** Opening Information provided block **

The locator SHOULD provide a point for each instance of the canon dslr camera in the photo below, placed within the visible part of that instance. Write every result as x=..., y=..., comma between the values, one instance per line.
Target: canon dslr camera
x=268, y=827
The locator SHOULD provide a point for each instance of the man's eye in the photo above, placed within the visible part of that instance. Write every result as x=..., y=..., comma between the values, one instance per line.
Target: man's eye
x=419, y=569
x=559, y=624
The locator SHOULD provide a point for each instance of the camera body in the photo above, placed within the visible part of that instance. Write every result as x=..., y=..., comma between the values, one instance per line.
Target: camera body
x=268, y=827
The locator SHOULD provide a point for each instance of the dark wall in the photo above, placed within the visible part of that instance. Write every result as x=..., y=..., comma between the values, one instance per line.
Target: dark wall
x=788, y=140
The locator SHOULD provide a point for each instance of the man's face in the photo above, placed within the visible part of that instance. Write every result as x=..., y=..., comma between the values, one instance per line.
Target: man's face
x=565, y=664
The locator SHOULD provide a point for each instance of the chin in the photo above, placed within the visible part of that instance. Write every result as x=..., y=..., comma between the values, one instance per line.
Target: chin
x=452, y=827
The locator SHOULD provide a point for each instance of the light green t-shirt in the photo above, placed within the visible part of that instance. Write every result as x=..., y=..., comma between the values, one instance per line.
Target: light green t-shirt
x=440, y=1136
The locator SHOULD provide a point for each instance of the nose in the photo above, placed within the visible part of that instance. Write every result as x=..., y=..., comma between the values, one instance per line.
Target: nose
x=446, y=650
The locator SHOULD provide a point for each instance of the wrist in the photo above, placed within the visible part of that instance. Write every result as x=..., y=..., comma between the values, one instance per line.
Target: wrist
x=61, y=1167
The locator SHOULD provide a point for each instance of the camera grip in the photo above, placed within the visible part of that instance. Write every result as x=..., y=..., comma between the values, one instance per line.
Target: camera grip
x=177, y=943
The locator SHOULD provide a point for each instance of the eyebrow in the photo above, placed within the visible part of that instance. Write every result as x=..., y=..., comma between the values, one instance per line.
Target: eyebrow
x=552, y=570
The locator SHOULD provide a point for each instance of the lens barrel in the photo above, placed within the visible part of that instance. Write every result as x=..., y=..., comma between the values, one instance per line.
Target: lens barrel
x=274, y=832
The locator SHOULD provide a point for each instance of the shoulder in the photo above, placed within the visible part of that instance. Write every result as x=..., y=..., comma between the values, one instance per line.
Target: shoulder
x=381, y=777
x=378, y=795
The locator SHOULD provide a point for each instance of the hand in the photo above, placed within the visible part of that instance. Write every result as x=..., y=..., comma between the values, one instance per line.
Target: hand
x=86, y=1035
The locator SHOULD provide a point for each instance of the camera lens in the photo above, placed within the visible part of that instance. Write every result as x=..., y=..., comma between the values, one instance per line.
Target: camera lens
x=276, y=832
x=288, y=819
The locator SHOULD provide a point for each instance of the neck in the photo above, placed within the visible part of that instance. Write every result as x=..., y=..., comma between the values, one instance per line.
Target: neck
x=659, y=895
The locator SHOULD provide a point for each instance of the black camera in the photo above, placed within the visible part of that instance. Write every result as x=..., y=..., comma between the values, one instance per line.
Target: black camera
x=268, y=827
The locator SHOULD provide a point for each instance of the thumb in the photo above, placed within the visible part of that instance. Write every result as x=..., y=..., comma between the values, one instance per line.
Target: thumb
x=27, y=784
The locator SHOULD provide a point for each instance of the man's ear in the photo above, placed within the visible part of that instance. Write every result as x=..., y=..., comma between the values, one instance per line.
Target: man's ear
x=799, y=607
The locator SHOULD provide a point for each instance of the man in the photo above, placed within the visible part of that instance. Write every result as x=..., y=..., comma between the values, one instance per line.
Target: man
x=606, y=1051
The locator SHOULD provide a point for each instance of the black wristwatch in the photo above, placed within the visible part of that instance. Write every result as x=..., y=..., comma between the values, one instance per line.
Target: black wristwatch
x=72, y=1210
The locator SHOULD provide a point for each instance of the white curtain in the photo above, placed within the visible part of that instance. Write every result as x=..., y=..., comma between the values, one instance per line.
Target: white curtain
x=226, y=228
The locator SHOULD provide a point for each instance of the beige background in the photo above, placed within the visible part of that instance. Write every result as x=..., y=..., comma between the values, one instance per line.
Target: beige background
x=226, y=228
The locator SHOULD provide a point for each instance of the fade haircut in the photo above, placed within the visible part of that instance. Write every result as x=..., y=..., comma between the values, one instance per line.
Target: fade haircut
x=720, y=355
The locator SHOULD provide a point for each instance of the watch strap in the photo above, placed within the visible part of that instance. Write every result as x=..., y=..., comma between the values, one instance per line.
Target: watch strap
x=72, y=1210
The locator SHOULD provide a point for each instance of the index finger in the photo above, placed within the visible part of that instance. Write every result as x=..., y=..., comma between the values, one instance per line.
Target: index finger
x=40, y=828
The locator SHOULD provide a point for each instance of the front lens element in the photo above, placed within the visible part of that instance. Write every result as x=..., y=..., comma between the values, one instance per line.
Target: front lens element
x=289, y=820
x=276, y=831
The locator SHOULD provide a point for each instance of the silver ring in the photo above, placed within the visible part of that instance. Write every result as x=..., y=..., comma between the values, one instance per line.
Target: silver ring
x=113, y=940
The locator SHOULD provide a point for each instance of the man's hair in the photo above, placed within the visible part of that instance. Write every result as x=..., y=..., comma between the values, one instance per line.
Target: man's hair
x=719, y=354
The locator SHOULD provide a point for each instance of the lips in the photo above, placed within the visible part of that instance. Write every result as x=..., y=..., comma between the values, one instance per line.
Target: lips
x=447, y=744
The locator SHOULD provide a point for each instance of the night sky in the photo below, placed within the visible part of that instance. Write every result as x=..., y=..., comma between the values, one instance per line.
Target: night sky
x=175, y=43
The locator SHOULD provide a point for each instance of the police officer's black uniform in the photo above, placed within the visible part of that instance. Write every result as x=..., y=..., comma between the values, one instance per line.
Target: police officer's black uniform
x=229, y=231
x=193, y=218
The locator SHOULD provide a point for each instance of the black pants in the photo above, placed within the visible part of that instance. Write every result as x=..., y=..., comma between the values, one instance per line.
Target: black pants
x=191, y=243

** Closing Information provided block **

Extract, from the material above, each line holding the word "below".

__Reply to the exercise__:
The locator SHOULD provide a point for each instance of the canon dslr camera in the photo below, placed within the visible part of that instance. Write every result as x=..., y=..., comma between the values, one instance per line.
The locator SHOULD provide a point for each instance of the night sky in the photo below, placed within the visible part of that instance. Write every result as x=..., y=..., comma between the values, one instance per line.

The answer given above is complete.